> Image entries about named regions:
+ + +
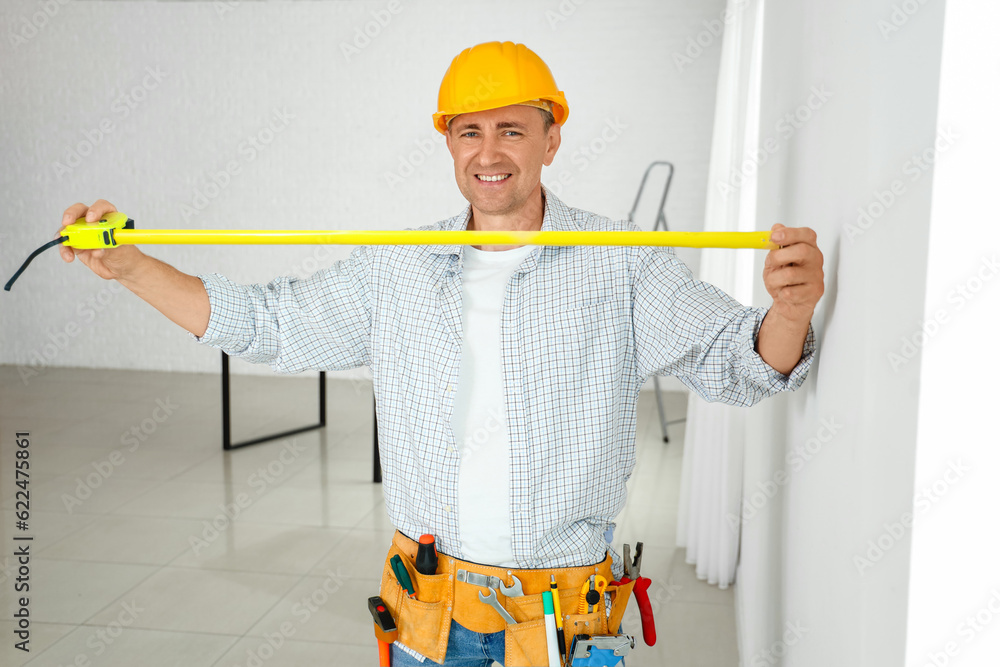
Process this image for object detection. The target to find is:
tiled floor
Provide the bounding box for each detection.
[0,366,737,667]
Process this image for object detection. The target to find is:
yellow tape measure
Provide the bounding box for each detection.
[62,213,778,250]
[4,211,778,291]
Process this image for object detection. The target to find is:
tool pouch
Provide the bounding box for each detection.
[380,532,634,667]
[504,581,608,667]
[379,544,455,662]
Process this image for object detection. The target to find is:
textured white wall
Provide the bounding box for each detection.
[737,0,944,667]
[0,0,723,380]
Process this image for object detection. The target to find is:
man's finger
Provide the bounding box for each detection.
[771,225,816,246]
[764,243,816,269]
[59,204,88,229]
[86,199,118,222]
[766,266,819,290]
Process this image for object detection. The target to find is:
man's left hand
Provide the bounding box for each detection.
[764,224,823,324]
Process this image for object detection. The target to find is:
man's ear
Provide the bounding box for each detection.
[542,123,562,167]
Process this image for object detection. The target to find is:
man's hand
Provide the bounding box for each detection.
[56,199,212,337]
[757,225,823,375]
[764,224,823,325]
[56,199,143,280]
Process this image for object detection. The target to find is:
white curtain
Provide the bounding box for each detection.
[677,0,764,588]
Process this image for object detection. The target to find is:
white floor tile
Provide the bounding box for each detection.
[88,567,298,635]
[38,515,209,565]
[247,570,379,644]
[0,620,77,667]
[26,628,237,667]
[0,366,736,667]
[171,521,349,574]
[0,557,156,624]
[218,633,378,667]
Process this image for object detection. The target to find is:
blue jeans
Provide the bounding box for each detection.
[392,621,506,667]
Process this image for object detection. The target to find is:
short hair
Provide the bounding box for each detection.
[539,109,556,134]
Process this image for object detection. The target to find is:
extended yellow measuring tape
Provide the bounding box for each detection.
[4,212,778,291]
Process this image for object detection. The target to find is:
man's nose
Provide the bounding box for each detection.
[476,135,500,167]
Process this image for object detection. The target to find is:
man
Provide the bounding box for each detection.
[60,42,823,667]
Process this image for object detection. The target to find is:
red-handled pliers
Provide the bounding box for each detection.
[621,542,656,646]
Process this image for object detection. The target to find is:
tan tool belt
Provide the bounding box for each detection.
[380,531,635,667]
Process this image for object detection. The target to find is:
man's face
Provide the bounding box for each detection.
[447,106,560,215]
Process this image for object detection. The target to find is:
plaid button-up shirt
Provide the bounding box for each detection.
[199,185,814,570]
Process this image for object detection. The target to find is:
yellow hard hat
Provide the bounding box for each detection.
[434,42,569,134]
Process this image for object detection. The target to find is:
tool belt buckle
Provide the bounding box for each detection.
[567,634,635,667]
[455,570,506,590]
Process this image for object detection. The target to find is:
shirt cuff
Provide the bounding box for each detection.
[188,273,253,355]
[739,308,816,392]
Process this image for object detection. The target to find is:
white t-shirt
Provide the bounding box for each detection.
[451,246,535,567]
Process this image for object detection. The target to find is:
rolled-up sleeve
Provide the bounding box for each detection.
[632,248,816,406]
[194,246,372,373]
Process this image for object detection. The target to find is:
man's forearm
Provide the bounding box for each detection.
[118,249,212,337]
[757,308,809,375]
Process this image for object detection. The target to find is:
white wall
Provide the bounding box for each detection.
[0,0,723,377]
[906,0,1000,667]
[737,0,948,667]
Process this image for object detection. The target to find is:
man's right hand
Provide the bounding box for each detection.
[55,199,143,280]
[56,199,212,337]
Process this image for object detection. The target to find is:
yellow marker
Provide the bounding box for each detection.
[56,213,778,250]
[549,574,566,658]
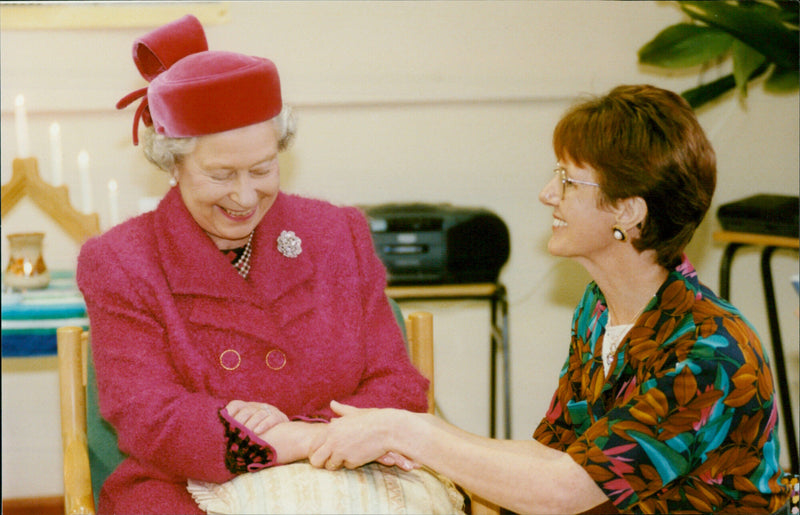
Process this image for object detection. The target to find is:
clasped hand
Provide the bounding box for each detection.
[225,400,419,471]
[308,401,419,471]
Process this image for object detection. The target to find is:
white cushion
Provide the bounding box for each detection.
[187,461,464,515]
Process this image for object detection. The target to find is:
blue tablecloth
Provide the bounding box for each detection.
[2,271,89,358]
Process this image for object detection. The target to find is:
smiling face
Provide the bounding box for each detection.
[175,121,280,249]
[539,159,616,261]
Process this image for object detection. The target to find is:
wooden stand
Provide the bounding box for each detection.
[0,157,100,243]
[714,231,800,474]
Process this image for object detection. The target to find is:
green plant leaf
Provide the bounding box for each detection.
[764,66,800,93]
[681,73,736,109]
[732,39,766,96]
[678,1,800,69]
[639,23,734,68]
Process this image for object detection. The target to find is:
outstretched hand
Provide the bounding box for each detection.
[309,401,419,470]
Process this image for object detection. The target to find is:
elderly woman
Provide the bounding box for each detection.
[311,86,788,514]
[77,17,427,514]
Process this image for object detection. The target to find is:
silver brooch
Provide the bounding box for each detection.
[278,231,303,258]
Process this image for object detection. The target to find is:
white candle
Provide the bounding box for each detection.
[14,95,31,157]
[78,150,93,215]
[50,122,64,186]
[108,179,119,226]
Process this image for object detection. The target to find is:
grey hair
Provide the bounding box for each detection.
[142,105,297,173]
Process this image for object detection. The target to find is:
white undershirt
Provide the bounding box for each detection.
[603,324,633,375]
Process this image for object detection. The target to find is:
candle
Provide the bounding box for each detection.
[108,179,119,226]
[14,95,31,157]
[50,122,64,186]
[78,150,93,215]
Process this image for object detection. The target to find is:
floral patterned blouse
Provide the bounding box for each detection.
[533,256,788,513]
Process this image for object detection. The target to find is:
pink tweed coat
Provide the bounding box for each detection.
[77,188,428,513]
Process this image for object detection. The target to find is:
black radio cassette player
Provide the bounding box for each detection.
+ + +
Copy all of the entries above word for word, leaving out the pictures.

> SOLUTION BELOW:
Process this image for object detection. The target to find is:
tiled floor
Provide the bounding box for each detection.
[0,366,737,667]
Process this image for object detection. The target to find is:
yellow tape measure
Provide the bounding box for each detection.
[62,213,778,250]
[4,211,778,291]
Process this image for object detection. The target to find is:
tool pouch
Provide the bounding box for each detection.
[380,532,634,667]
[504,581,608,667]
[379,544,455,662]
Process this image for object detection. The target to find is:
textured white wall
Provide the bounding box for each detection.
[737,0,944,667]
[0,0,723,380]
Process this image for object detection. The target to find is:
man's finger
Provide the bounding box for each detection.
[771,225,816,246]
[764,243,816,269]
[59,204,88,229]
[86,199,118,222]
[766,266,819,290]
Process this image for object detection. The target to find is:
man's left hand
Provide the bounding box for each detection.
[764,224,823,324]
Process this image for object detection. The target to find is:
man's ear
Provide the bounding box for each detection.
[542,123,562,167]
Process this image for object detection. The target to find is:
man's hand
Provide the bounding box for each detection.
[56,199,212,337]
[757,225,823,375]
[764,224,823,325]
[56,199,143,280]
Process this image for object detection. The target to find is:
white curtain
Provide the bounding box for each detection.
[677,0,764,588]
Process this image for object detection. The target to find is:
white floor tile
Provide the bounding box for each detection.
[88,567,298,635]
[38,515,209,565]
[247,570,379,644]
[0,620,77,667]
[26,628,237,667]
[0,366,736,667]
[171,521,349,574]
[0,557,156,624]
[218,633,378,667]
Process this image for object detection. The target to find is:
blue jeans
Provide the bounding box for each detection.
[392,621,506,667]
Process this image for object detection. The target to find is:
short hair
Provide the bounding box for each detection.
[539,109,556,134]
Process this image for object detection. The target to find is:
extended yellow measuring tape
Provide the bounding box for each detection.
[4,212,778,291]
Process this image for object detection. The target to find is:
man's nose
Provide the bounding box for each detection.
[476,135,500,167]
Process this image for object detection. The target to find is:
man
Provide the bounding box for each detection.
[60,42,823,667]
Process this image for object detection. The target to find is:
red-handled pliers
Provide the bounding box for each detection.
[621,542,656,646]
Process this image for object detection. The target to find is:
tan tool belt
Provide the bounding box for each detection.
[380,531,635,667]
Process this image for object detection. The target to find is:
man's face
Provide the bounding box for each detection.
[447,106,560,215]
Process this image for object detection. The target to find is:
plaid button-up shirt
Provide the bounding box for each detection.
[199,185,814,570]
Process this image for object detection. The target to find is:
yellow hard hat
Provide the bounding box for each detection.
[434,42,569,134]
Process this image for object detection. The target to find is:
tool belt buckle
Provide the bounding box for each detection.
[567,634,635,667]
[455,570,506,590]
Process this image for object detection. The target to find is:
shirt cuff
Provide the bounding box for each detection.
[188,273,253,355]
[739,308,816,392]
Process this image for object detection. The target to find is:
white t-shirt
Provide the bounding box for each detection.
[451,246,535,567]
Process this image for object detection. The target to find is:
rolled-up sleeve
Provide the bounding box for each detection.
[632,248,816,406]
[194,246,372,373]
Process this image for object detection. The target to find is:
man's forearm
Provide the bounding box for each detection.
[118,249,212,337]
[757,308,809,375]
Process this image for object detection. The target to find is:
white wall
Provide the bounding box for each detection.
[0,0,723,377]
[906,0,1000,667]
[737,0,948,667]
Process this image for object detection. The target to find is:
man's right hand
Provide the bounding box for each detection.
[55,199,143,280]
[56,199,212,337]
Process this image for object detection. The target to find is:
yellow marker
Provide the bounding box for each detection.
[56,213,778,250]
[549,574,566,658]
Process this image for object detection. The target to find is:
clasped hand
Provide the bounding box for each detection.
[225,400,419,471]
[308,401,419,471]
Process this image for object detection. The target to find is:
white cushion
Provide the bounding box for each detection.
[187,461,464,515]
Process this image for object detection. The target to find is:
blue tablecloth
Provide the bounding box for each detection.
[2,271,89,358]
Process this image for object detection. The target to find is:
smiling face
Provide the bounding box for each detection.
[175,121,280,249]
[539,159,616,261]
Process this image for object detection. The target to find is:
wooden stand
Provide the bounding box for each detection.
[0,157,100,243]
[714,231,800,474]
Process this image for object detection. The target to find is:
green plant leaf
Provide the bounding box for each detection.
[764,66,800,93]
[681,73,736,109]
[732,39,766,96]
[678,1,800,69]
[639,23,734,68]
Process this image for object detection. The target to find is:
outstretched hand
Provide the bounding box for each detection.
[309,401,419,470]
Process this image for object detection. The target to find is:
elderly woman
Provide the bounding box for each detection.
[311,86,788,514]
[77,17,427,514]
Process this image for object detection. The target to find is:
silver brooch
Provide the bounding box for each detection.
[278,231,303,258]
Process this image for object detection. The target to find is:
white candle
Provide the bounding box for each detection.
[14,95,31,157]
[78,150,93,215]
[50,122,64,186]
[108,179,119,226]
Process this image for object detection. The target to find is:
grey hair
Provide the bounding box for each detection.
[142,105,297,173]
Process this image for object detection. The target to find is:
white undershirt
Provide the bounding box for each detection.
[603,324,633,375]
Process this image for object detection. The target to find is:
candle
Provide the bounding box for each detection.
[108,179,119,226]
[14,95,31,157]
[50,122,64,186]
[78,150,93,215]
Process this image for object detection. The target to find is:
floral patterned blouse
Provide the bounding box for each detection.
[533,256,788,513]
Process this image for object detection. The target to find is:
pink tweed coat
Provide the bounding box for each detection.
[77,188,428,513]
Process this image for object detection. The target to find is:
black radio cassette player
Provide the bounding box for each detection.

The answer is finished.